--- PROVIDED MATERIAL ---
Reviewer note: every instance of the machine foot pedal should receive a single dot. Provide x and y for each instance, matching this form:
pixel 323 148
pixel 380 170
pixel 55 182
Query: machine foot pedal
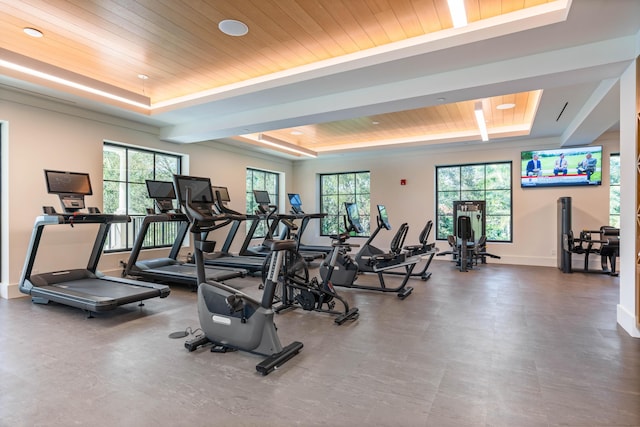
* * *
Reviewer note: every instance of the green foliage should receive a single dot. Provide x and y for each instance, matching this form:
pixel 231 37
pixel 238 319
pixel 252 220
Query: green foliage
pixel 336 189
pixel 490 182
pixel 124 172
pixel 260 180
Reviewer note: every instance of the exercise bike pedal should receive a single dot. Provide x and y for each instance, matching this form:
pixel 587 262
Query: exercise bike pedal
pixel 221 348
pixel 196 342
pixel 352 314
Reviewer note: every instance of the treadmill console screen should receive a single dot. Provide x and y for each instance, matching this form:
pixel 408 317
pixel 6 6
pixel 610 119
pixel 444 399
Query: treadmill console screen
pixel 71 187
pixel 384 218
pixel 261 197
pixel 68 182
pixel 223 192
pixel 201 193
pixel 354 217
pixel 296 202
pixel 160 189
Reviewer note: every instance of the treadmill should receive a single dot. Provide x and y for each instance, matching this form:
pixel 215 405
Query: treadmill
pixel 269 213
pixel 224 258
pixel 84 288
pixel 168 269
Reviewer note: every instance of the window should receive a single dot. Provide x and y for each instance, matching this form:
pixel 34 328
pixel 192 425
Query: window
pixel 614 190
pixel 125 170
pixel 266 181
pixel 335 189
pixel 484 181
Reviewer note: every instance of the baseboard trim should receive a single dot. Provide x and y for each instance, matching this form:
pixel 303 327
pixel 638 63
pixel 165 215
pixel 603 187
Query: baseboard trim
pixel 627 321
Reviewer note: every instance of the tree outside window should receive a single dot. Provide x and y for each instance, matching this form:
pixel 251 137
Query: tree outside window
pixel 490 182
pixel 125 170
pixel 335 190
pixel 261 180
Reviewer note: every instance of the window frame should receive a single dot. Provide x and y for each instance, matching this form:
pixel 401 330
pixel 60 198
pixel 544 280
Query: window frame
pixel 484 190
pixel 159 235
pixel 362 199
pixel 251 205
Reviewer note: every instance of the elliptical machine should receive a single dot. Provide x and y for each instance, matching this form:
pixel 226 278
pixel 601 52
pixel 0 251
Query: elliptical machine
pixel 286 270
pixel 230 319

--- PROBLEM TO WORK ON ---
Pick out and copy every line of the records that contains the word "treadmill", treating case as significant.

--- THE ANSWER ---
Reviewer note: every instance of the treadmill console screen should receive a single dot. Provide x and y for each instance, matching this form:
Query: treadmill console screen
Reviewer note: every instance of the treadmill should receive a single dot. Provide x and y for each instance, matching this form:
Query: treadmill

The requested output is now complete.